EXERCISE >> Would you transcribe the records word for word, please?

Referring expression data >>
★ ★ ★ ★ ★

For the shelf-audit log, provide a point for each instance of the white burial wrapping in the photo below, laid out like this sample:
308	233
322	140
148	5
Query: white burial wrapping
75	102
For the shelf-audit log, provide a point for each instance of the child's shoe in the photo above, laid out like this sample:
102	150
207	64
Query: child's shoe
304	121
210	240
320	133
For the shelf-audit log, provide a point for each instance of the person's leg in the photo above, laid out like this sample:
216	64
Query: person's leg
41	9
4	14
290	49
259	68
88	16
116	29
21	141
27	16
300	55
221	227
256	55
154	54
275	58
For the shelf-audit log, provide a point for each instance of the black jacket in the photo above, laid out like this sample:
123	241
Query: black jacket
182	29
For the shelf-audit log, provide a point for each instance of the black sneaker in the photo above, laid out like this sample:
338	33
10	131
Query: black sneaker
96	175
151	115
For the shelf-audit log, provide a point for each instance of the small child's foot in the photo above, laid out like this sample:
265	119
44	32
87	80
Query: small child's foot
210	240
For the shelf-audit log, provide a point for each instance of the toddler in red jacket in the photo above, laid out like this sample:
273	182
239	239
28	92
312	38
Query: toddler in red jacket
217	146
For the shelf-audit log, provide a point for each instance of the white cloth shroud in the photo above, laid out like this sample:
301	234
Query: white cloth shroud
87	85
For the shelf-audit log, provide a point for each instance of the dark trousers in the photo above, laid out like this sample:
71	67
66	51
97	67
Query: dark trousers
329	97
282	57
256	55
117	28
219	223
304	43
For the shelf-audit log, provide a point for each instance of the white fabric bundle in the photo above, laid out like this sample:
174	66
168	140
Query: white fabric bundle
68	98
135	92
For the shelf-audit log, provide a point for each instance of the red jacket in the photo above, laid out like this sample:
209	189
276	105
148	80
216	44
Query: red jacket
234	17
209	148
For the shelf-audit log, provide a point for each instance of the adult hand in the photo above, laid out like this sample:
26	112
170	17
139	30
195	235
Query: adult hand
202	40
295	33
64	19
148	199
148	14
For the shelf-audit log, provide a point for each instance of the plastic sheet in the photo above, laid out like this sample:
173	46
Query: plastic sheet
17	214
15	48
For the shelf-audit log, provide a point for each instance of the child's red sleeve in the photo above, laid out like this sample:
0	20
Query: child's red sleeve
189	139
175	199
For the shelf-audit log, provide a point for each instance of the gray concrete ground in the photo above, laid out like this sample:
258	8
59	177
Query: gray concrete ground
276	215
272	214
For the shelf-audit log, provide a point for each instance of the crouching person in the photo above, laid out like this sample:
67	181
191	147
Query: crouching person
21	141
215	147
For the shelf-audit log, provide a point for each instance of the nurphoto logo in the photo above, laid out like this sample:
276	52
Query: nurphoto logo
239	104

★ ★ ★ ★ ★

SOLUTION TO THE PROBLEM >>
For the shelf-audit log, provide a point for each instance of the white burial wrapping in the photo below, laid out like this sample:
308	233
322	140
148	5
Query: white burial wrapping
75	102
For the shelf-audit log, provide a point for each instance of the child's shoe in the photo above, laid out like this sample:
102	150
207	64
Query: child's shoe
304	121
210	240
320	133
For the shelf-audit log, provide a point for each instance of the person's leg in the photo above, laid out like this sample:
216	64
Query: person's leg
41	9
4	14
290	49
259	68
88	16
116	29
21	141
27	16
300	55
221	227
256	55
154	54
275	58
For the shelf-audit log, provide a point for each instance of the black jacket in the photo above, laid out like this sample:
123	241
Query: black jacket
182	29
For the shelf-audit log, provide a point for each instance of the black sneaker in the photo above, laid out like this sample:
338	33
10	131
Query: black sneaker
96	175
151	115
For the shelf-audit log, provide a point for each instance of the small child's foot in the photo above, laid out like this sample:
265	119
44	32
87	80
Query: small child's foot
210	240
For the shelf-audit log, provide a point for each instance of the toddler in red jacket in the photo above, laid out like this sample:
273	182
239	239
28	92
312	38
Query: toddler in red jacket
217	146
For the shelf-audit log, provide a point for each instance of the white cloth shroud in the photo above, laid out like this sample:
301	234
Query: white cloth shroud
87	85
For the shelf-audit log, provide a point for each instance of the dark trousers in the photo above, laid out like this sample:
71	67
66	51
97	67
Query: dark trousers
329	97
282	57
256	55
117	28
219	223
304	43
For the shelf-audit log, provide a point for each instance of the white fabric bundle in the photo above, laid out like this sample:
174	66
168	140
Query: white fabric bundle
68	98
135	92
For the shelf-audit log, provide a point for each instance of the red jacket in the photo above, laid out like this sample:
209	189
276	105
148	80
216	44
Query: red jacket
234	17
209	148
For the shelf-audit log, provide a point for each instance of the adult hand in the photo above, laid out like this sample:
26	112
170	17
139	30
195	235
Query: adult hand
202	40
295	33
64	19
148	199
148	14
For the shelf-audit log, provide a point for each instance of the plastic sheet in the photo above, laid out like this sample:
173	46
Query: plastic sheet
17	214
15	48
For the shelf-audit log, provide a point for each instance of the child's red sleeve in the photo above, laid out like this sample:
0	20
Query: child's red sleeve
189	139
175	199
For the shelf-audit log, provide a point for each instance of the gray concrete ground in the photo above, laid out like this sample:
258	8
59	177
Query: gray concrete ground
276	215
272	214
For the shelf-audit log, provide a point for each instance of the crouching person in the photo above, laid out like this sample:
67	181
191	147
Query: crouching person
21	141
215	147
For the shelf-audit log, provide a point for each instance of the nurphoto logo in the photo above, laid out like this sample:
276	52
Query: nurphoto logo
239	104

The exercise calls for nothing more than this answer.